Objetivo:
Responda às perguntas com base no trecho abaixo sobre a condição das meninas no Brasil e a literatura infantil.
1. Que posição o Brasil ocupa no estudo da Save The Children, e entre quantas nações?
2. Em parceria com qual campanha da ONU teve início o projeto Donas da rua?
3. Qual é a tiragem mensal citada para os quadrinhos da Turma da Mônica?

No início de outubro, um estudo conduzido pela ONG internacional Save The Children revelou que o Brasil é um dos piores países para ser menina. Ocupa a 102ª posição entre 144 nações, levando em consideração fatores sociais como gravidez precoce, acesso à educação e representatividade política. O levantamento também mostrou o que pode ser feito para sanar as disparidades: acabar com leis sexistas e dar mais voz às mulheres em ações civis.
Uma das formas mais eficazes de promover a conscientização e o empoderamento feminino é a atenção à infância, época em que o mosaico de experiências pessoais e conhecimentos está se formando. Na literatura, uma pequena revolução está em curso no país. Iniciativas de diversos autores e editoras desconstroem padrões de gênero que delimitam espaços de poder.
A Mauricio de Sousa Produções, por exemplo, já dedica as últimas páginas dos quadrinhos da Turma da Mônica a tirinhas que ressaltam a força feminina. O projeto Donas da rua teve início em 11 de outubro, em parceria com o He For She, campanha da Organização das Nações Unidas (ONU) em favor dos direitos das mulheres. Com a imponente tiragem mensal de 2,5 milhões de exemplares, a iniciativa visa empoderar as leitoras mirins. Filha de Mauricio e inspiração para a célebre personagem batizada com seu nome, Mônica Sousa tem feito palestras sobre o tema em escolas públicas.

Dados registrados:

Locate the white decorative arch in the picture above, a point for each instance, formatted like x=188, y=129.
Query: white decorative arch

Resultado:
1. A 102ª posição, entre 144 nações.
2. He For She.
3. 2,5 milhões de exemplares.